**Задание A:**
Воспроизведите без изменений все строки с примерами разметки масок, опустив изображения.

**Исходный текст:**
******

4
Тем временем в Вене Фердинанд решал не столь зрелищные политические задачи. Он не хватал звезд с неба, но обладал некоторой способностью бессознательно усваивать идеи умных людей и обращать их себе на пользу. Именно этим он и был занят в то время. Весь прошедший год католические князья, в особенности Максимилиан, упорно убеждали его обратить внимание на то, что у него появилась прекрасная возможность вернуть земли, отнятые у церкви за три четверти века, прошедшие со времен Аугсбургского мира. Сначала идея не вызвала ответного воодушевления у императора, который опасался и беспорядков, которые могли вызвать перемены, и того, что Максимилиан воспользуется ими как поводом для укрепления собственной власти. Он хотел заполучить Оснабрюк для кузена, а его брат, помимо Кёльнского епископства, уже прибрал к рукам Мюнстер, Льеж, Хильдесхайм и Падерборн.
Чем сильнее становился Валленштейн, тем больше менялась позиция Фердинанда. Правильно составленный эдикт о реституции мог бы принести пользу его династии. Во второй половине 1628 года эта идея вышла на первый план во внутренней политике Фердинанда, но теперь уже уперлись католические князья, ведь у Максимилиана было не меньше оснований оспаривать эдикт о реституции, который давал земли и власть Габсбургам, чем прежде – причин защищать тот, который давал преимущество ему. Кроме того, за его долгую жизнь уже не раз заводили разговор о том, чтобы он стал главным заступником церкви вместо Фердинанда – отчасти именно это и было его мотивом при создании Католической лиги, и к этому же его теперь побуждал сам папа римский, – так что когда его соперник внезапно присвоил его же план реституции, в самый подходящий момент для себя и самый невыгодный для Максимилиана, баварский герцог оказался в крайнем замешательстве. Фердинанд перехватил у него инициативу, которую он так старательно готовил.
Было бы несправедливо по отношению к Фердинанду полагать, что его замыслы были настолько продуманы или циничны, какими представляются при анализе сухих фактов. Он был искренне набожен, и если в силу условий его становления не различал потребности церкви и династии, то этот грех присущ любому политическому воспитанию. Какая политическая партия, какой политический вождь за всю историю человечества смогли бы отрицать, что виновны в нем? Фердинанд всегда хотел вернуть церкви отобранные земли, но, когда ему впервые это предложили, момент казался неподходящим, а теперь, в 1628 году, время пришло.
В этом намерении Фердинанда поддержал его духовник, отец Ламормен; он был иезуит, а в тех обстоятельствах иезуиты смотрели на дом Габсбургов как на орудие Божьей десницы в деле восстановления католической церкви. Вопрос навсегда останется нерешенным: действительно ли иезуиты были правы в своих расчетах, а папа ошибался? Фердинанд, Валленштейн и единая католическая церковь наверняка вымели бы Реформацию из Германии; но когда в церкви царил разлад из-за несущественных политических вопросов, кардинал Ришелье, Максимилиан и отец Жозеф по благословению Рима могли разрушить в Париже и Мюнхене все то, что Фердинанд и отец Ламормен пытались сделать в Вене.

******

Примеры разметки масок

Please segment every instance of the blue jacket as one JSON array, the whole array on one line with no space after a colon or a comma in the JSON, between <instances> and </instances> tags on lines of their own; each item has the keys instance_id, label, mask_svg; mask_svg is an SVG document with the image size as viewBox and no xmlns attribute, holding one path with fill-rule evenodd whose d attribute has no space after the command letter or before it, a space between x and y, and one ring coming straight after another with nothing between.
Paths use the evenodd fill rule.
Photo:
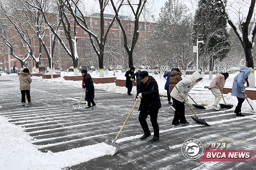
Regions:
<instances>
[{"instance_id":1,"label":"blue jacket","mask_svg":"<svg viewBox=\"0 0 256 170\"><path fill-rule=\"evenodd\" d=\"M244 85L246 83L246 78L252 71L252 68L251 67L249 68L246 66L241 67L240 69L240 73L234 78L231 94L232 96L239 98L244 98L244 94L241 91L241 89L245 90ZM246 93L246 91L245 93Z\"/></svg>"},{"instance_id":2,"label":"blue jacket","mask_svg":"<svg viewBox=\"0 0 256 170\"><path fill-rule=\"evenodd\" d=\"M174 70L174 69L175 69L175 68L172 68L171 71L171 72ZM164 75L164 77L165 77L167 76L167 80L166 80L166 82L165 83L165 90L168 90L169 89L169 85L170 84L170 83L169 83L169 79L170 78L170 77L171 76L170 75L171 72L167 72L166 73L166 74L165 74Z\"/></svg>"}]
</instances>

******

**Задание B:**
Приведите фрагмент текста о политике Фердинанда, начиная со слов «В этом намерении» и заканчивая словами «сделать в Вене.», подставив «баварский герцог» вместо «Максимилиан».

**Результат выполнения A:**
Please segment every instance of the blue jacket as one JSON array, the whole array on one line with no space after a colon or a comma in the JSON, between <instances> and </instances> tags on lines of their own; each item has the keys instance_id, label, mask_svg; mask_svg is an SVG document with the image size as viewBox and no xmlns attribute, holding one path with fill-rule evenodd whose d attribute has no space after the command letter or before it, a space between x and y, and one ring coming straight after another with nothing between.
Paths use the evenodd fill rule.
Photo:
Regions:
<instances>
[{"instance_id":1,"label":"blue jacket","mask_svg":"<svg viewBox=\"0 0 256 170\"><path fill-rule=\"evenodd\" d=\"M244 85L246 83L246 78L252 71L252 68L251 67L249 68L246 66L241 67L240 69L240 73L234 78L231 94L232 96L239 98L244 98L244 94L241 91L241 89L245 90ZM246 93L246 91L245 93Z\"/></svg>"},{"instance_id":2,"label":"blue jacket","mask_svg":"<svg viewBox=\"0 0 256 170\"><path fill-rule=\"evenodd\" d=\"M174 70L174 69L175 69L175 68L172 68L171 71L171 72ZM164 75L164 77L165 77L167 76L167 80L166 80L166 82L165 83L165 90L168 90L169 89L169 85L170 84L170 83L169 83L169 79L170 78L170 77L171 76L170 75L171 72L167 72L166 73L166 74L165 74Z\"/></svg>"}]
</instances>

**Результат выполнения B:**
В этом намерении Фердинанда поддержал его духовник, отец Ламормен; он был иезуит, а в тех обстоятельствах иезуиты смотрели на дом Габсбургов как на орудие Божьей десницы в деле восстановления католической церкви. Вопрос навсегда останется нерешенным: действительно ли иезуиты были правы в своих расчетах, а папа ошибался? Фердинанд, Валленштейн и единая католическая церковь наверняка вымели бы Реформацию из Германии; но когда в церкви царил разлад из-за несущественных политических вопросов, кардинал Ришелье, баварский герцог и отец Жозеф по благословению Рима могли разрушить в Париже и Мюнхене все то, что Фердинанд и отец Ламормен пытались сделать в Вене.